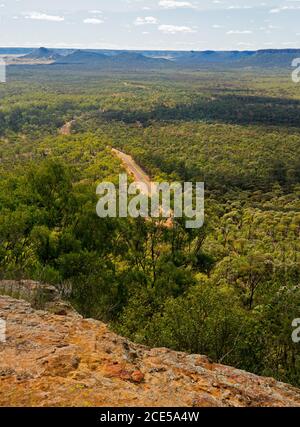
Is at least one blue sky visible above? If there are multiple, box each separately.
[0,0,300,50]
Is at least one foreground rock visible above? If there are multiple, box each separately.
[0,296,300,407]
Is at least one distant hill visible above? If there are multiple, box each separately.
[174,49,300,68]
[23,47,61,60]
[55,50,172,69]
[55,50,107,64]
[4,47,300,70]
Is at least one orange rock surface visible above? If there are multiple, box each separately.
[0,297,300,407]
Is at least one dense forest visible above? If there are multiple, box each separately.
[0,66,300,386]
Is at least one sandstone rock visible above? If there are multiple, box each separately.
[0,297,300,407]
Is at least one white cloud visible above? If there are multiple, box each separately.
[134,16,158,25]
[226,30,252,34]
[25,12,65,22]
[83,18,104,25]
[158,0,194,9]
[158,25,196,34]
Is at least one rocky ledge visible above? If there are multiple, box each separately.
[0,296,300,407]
○ ○ ○ ○ ○
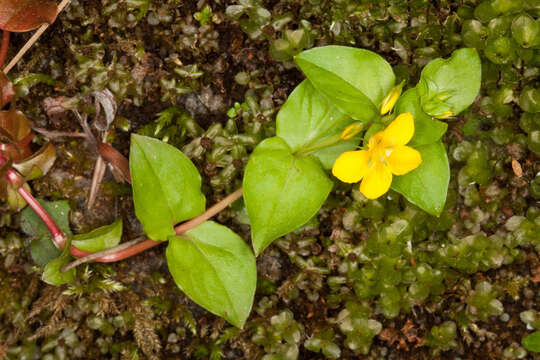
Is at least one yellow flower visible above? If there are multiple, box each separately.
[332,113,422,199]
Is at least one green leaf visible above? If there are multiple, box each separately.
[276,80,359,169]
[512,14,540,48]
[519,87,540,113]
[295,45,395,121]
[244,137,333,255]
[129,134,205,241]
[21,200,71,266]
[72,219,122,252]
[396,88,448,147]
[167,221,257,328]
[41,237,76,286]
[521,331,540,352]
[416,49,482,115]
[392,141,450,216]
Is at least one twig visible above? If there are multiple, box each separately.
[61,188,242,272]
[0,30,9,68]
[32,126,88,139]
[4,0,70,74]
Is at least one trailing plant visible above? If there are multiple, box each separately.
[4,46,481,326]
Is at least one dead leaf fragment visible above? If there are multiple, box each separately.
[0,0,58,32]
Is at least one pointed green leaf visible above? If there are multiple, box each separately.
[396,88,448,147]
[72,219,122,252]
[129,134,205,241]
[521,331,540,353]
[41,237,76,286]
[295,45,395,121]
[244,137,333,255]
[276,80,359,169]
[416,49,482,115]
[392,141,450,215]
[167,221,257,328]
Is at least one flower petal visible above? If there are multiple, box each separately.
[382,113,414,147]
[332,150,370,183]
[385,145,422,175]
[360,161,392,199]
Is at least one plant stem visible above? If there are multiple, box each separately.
○ ○ ○ ○ ○
In the material, replace "dense forest" with "thick woodland" and give the lines back with nothing else changed, beginning at the line that has "Is at least one blue" and stopping after the line that has "[0,66,300,386]".

Is at least one blue sky visible above? If there are multiple, box each separately.
[0,0,300,50]
Is at least one foreground rock visible above? If there are multiple, box each separately.
[0,296,300,407]
Is at least one distant hill visible above? If there are multiple, box each separately.
[174,49,300,68]
[23,47,61,60]
[55,50,172,69]
[55,50,107,64]
[4,47,300,70]
Is at least one orange rock surface visible above? If there are multiple, box each separately.
[0,297,300,407]
Is at least one thick woodland visible above? If there are multiple, box each separately.
[0,66,300,386]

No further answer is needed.